--- RECORDS SHOWN ---

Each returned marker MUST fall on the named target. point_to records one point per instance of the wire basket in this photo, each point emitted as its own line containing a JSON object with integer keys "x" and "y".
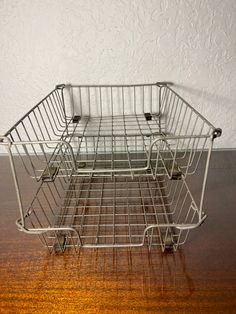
{"x": 111, "y": 166}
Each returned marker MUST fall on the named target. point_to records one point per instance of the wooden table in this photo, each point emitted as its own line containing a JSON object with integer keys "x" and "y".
{"x": 199, "y": 278}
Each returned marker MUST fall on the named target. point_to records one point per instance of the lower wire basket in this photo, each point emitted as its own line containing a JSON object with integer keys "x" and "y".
{"x": 115, "y": 212}
{"x": 110, "y": 166}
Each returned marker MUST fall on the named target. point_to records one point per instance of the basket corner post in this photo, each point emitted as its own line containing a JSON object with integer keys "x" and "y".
{"x": 217, "y": 132}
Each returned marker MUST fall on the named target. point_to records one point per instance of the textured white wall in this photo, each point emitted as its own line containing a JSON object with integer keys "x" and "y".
{"x": 189, "y": 42}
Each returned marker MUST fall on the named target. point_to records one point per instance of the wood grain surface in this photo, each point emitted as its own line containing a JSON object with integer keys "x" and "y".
{"x": 199, "y": 278}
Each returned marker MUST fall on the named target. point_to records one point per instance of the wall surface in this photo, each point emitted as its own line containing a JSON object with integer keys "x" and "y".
{"x": 191, "y": 43}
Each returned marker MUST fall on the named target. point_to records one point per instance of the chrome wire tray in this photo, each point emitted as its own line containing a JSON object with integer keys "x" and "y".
{"x": 111, "y": 166}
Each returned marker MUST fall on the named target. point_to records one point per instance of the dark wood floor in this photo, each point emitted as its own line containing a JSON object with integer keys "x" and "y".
{"x": 199, "y": 278}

---

*PROBLEM STATEMENT*:
Take the line that contains "of the basket" and every line after it in the material above. Set those lines down exactly and nothing more.

*ANSWER BOX*:
Each returned marker MUST fall on the named target. point_to records one point per instance of the basket corner post in this photo, each point emitted as its own line containing a JSON object with integer keys "x" and "y".
{"x": 217, "y": 132}
Each returned marker MUST fall on the named target. point_to records one point per instance of the textured white wall in this photo, each point emitted as its own line containing a JSON object with integer keys "x" and "y".
{"x": 189, "y": 42}
Each returned marker MUST fall on the named target. point_to records one point per instance of the wood grain surface in this photo, each point emitted as its own line containing a JSON object with integer keys "x" and "y".
{"x": 199, "y": 278}
Each returned marker MUST fall on the named target. point_to records one point per instance of the wall surface in this photo, each point emitted as its own line containing a JSON object with integer keys "x" and "y".
{"x": 191, "y": 43}
Each returned marker MUST fall on the named target. point_to records one point per instance of the chrome wire tray in this photo, each point emitted as its own line containing a JSON object with integer keys "x" and "y".
{"x": 111, "y": 166}
Each returned marker MUST fall on the named target. point_to records one point per instance of the dark wood floor in this photo, each point emitted as its own line containing a JSON object with integer keys "x" and "y".
{"x": 199, "y": 278}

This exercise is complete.